Work instruction —
Copy the passage from the text on art as a mode of knowing, starting at "The latter, Bruner" and ending at "comprehended and bound.".
:: Text provided
Two types of cognitive activity propel the actual conversion of the impulse:
One is at the center of awareness as desire: it is directed toward achieving an end and is specialized to the task of finding means. The other is at the fringes of awareness, a flow of rich and surprising fantasy, a tangled reticle of associations that gives fleeting glimpses of past occasions, of disappointments and triumphs, of pleasures and unpleasures.
The latter, Bruner points out, is the stuff of James Joyce’s famous stream-of-consciousness writing and it was precisely Joyce’s ability to communicate this “scarcely expressible fringe” that makes us celebrate him as a true master of literary art. Such elegant merging of streams fueled by diverse impulses, Bruner argues, is the key to the power of art as a mode of knowing the world and ourselves:
At this level, thinking is more symphonic than logical, one theme suggesting the next by a rule of letting parts stand for wholes. Where art achieves its genius is in providing an image or a symbol whereby the fusion can be comprehended and bound.
In short, the conversion of impulse into the experience of art comes from the creation of a stream of metaphoric activity and the restraining of any direct striving for ends. In essence, the connecting of experience is given its first impetus by the simultaneous presence of several such streams of fringe-association. It is the formal artifice of the work of art itself, the genius of its economical imagery, that makes possible the final fusing of these inner experiences. The process … requires work from the beholder. Beholding an art object in a manner that may be called knowing is not a passive act. But when the beholder stops beholding, when there is too much involvement with the figures in a canvas, there is an end to the conversion of impulse, distance is lost, and in place of the experience of art there is either a daydream or merely action.
With this, Bruner arrives at the final psychological aspect of beholding art, generality, returning to those lonely gaps in our experience and revisiting the parallels and contrasts between art and science as sensemaking mechanisms:
Any idea, any construct or metaphor, has its range of convenience or its “fit” to experience, and this is one feature that art and science as modes of knowing share deeply… Our techniques for finding out about the range of convenience of ideas in science are rather straightforward, though it requires much ingenuity at times to devise operational techniques for verification. There is no direct analogue of verification in the experience of art. In its place, there is a “shock of recognition,” a recognition of the fittingness of an object or a poem to fill the gaps in our own experience. In this sense, and it is a limited sense, we may say that art is not a universal mode of communication, for each man who beholds a picture or reads a poem will bring to the experience a matrix of life that is uniquely his own.
And yet there is a deeper, more immutable universality to the experience of art — a work of art, Bruner argues, is scarcely “a function entirely of time, place, and condition,” for if this were the case, such ancient masterworks as the cave paintings of Chauvet or Lascaux or Altamira would leave us cold, failing to produce the “shock of recognition” that they still do. Bruner speaks to this universality:
There are features of the human condition that change only within narrow limits whether one be a cave dweller, a don in medieval Oxford, or a Left Bank expatriate of the 1920s: love, birth, hate, death, passion, and decorum persist as problems without unique solution.
::::
:: Supplied records
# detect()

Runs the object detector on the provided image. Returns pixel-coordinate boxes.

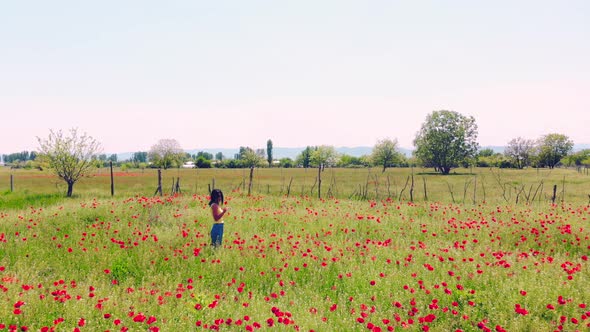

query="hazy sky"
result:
[0,0,590,154]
::::
Task response —
The latter, Bruner points out, is the stuff of James Joyce’s famous stream-of-consciousness writing and it was precisely Joyce’s ability to communicate this “scarcely expressible fringe” that makes us celebrate him as a true master of literary art. Such elegant merging of streams fueled by diverse impulses, Bruner argues, is the key to the power of art as a mode of knowing the world and ourselves:
At this level, thinking is more symphonic than logical, one theme suggesting the next by a rule of letting parts stand for wholes. Where art achieves its genius is in providing an image or a symbol whereby the fusion can be comprehended and bound.